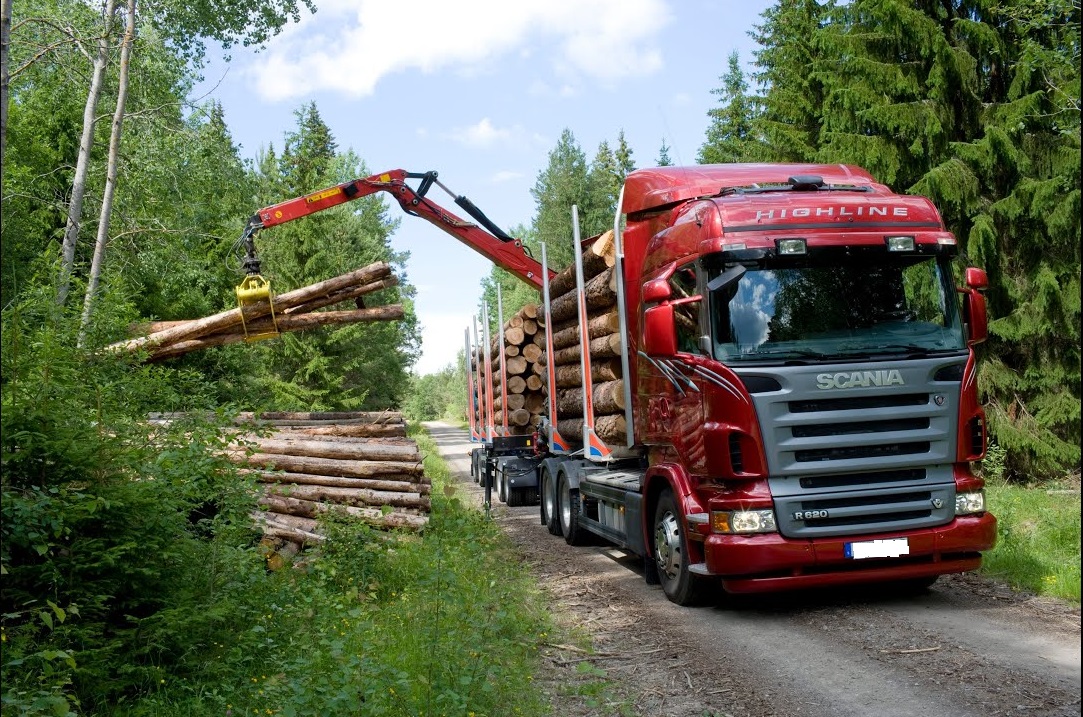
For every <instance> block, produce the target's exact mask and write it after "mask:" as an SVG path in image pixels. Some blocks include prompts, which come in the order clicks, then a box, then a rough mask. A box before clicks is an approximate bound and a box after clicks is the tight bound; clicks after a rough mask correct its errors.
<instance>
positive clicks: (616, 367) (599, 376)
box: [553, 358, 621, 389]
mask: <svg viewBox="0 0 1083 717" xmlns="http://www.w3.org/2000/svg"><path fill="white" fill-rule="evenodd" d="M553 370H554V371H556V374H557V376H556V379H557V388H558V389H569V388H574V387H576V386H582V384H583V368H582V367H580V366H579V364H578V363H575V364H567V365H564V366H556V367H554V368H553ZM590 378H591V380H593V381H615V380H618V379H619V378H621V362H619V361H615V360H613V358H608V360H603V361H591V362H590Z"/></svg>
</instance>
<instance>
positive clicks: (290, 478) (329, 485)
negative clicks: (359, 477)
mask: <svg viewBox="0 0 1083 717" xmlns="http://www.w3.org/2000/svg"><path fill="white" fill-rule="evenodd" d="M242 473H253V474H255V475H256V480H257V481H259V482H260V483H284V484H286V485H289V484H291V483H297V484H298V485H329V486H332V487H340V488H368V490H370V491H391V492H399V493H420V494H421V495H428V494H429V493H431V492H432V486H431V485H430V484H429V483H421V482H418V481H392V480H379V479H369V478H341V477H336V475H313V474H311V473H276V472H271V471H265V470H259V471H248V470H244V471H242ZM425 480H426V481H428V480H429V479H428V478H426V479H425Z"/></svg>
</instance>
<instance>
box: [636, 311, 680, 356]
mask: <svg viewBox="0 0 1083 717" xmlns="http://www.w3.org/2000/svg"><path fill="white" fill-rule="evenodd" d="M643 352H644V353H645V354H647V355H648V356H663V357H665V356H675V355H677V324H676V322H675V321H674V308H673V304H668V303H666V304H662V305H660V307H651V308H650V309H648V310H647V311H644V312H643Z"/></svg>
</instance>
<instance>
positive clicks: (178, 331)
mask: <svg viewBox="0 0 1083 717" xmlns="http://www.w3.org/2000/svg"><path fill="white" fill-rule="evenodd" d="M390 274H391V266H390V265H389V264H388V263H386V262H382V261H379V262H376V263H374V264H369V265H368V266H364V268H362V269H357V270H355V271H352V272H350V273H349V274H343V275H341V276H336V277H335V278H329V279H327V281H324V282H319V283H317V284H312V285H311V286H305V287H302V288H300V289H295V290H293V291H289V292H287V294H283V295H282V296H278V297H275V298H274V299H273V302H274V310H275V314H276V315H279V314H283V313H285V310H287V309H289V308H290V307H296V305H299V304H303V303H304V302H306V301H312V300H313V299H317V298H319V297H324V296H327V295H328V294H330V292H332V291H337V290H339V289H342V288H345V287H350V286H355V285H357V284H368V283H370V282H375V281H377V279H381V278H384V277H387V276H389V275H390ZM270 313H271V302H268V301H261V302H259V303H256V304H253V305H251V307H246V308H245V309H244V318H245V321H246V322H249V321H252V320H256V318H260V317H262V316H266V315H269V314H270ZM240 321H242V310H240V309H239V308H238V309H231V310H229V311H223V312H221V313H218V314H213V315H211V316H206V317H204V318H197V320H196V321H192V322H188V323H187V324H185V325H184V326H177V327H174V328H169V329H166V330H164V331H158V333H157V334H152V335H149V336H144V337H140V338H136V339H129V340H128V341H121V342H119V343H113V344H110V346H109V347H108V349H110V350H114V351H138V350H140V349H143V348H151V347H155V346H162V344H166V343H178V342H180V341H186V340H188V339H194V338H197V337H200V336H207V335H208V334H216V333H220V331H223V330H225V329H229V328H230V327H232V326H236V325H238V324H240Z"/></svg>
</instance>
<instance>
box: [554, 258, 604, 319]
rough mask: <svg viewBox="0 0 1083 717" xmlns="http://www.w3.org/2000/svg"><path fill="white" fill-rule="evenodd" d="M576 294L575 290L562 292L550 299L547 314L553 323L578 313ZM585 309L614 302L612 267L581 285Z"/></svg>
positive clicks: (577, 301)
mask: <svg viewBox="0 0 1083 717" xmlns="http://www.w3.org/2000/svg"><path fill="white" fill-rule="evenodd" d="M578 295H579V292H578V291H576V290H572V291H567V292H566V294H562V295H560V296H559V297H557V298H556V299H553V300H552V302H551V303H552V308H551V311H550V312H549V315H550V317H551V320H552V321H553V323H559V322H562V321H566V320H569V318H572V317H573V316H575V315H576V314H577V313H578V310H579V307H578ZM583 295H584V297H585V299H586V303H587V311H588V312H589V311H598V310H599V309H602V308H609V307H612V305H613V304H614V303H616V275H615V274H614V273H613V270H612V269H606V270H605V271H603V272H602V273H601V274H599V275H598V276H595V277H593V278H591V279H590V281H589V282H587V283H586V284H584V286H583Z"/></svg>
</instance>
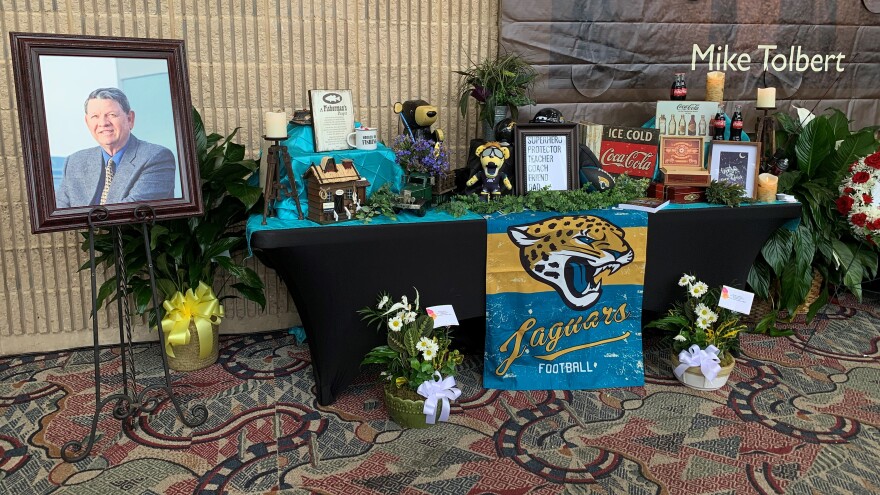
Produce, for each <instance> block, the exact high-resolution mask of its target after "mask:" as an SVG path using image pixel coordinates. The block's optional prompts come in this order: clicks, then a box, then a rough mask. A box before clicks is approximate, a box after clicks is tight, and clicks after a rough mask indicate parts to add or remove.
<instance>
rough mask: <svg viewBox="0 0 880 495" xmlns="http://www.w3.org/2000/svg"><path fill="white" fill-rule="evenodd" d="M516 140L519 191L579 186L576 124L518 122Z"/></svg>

******************************

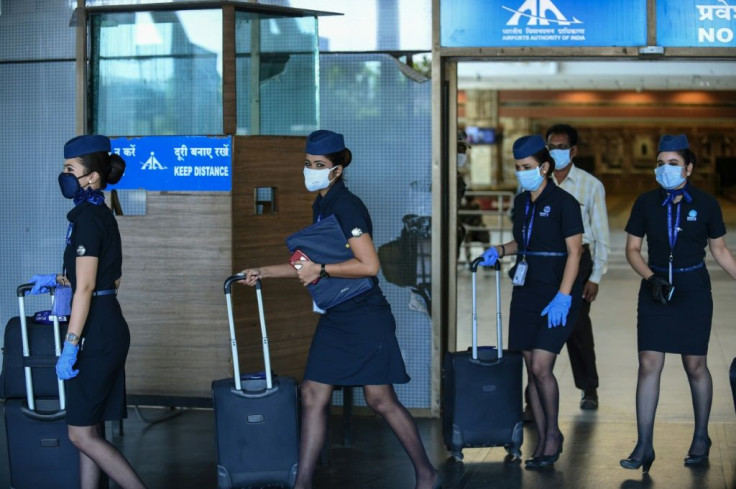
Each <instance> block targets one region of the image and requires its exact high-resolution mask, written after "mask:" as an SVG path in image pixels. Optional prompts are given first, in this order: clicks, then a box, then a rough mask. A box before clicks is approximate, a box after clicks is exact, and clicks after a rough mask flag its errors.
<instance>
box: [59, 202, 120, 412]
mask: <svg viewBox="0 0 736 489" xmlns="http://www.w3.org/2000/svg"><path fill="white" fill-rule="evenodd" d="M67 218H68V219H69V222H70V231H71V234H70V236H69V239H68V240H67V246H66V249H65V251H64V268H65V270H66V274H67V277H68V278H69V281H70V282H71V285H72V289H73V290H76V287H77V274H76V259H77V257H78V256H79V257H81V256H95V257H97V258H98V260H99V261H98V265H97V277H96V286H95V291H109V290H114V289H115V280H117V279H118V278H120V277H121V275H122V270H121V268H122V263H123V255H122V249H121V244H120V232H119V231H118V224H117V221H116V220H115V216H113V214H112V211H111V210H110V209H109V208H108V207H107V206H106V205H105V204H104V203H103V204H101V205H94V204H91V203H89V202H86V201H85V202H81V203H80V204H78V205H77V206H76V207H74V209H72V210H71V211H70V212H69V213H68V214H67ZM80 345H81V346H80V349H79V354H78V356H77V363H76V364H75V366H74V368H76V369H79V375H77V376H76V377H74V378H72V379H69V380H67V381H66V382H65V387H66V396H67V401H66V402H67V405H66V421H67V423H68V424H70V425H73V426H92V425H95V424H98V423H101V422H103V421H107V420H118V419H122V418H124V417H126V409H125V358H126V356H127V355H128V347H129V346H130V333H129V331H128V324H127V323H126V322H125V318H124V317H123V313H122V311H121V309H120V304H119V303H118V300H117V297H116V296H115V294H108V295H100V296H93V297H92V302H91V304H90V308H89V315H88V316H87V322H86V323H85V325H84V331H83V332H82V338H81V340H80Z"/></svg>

******************************

Reproduce every line from the one containing "For every <instance>" down to the one containing "box: [553, 358, 621, 389]", including both of those lines.

_Result of the exercise:_
For every <instance> block, produce the target's exact mask and write it after "mask:" as an SVG path in image pixels. Some blocks include prompts, which come in the order clicks, then a box, then a rough mask. A box before clicks is an approximate bound and a box after clicks is the tight bound; clicks after a rough mask correct its errors.
<instance>
positive clicks: (616, 367) (599, 376)
box: [553, 358, 621, 389]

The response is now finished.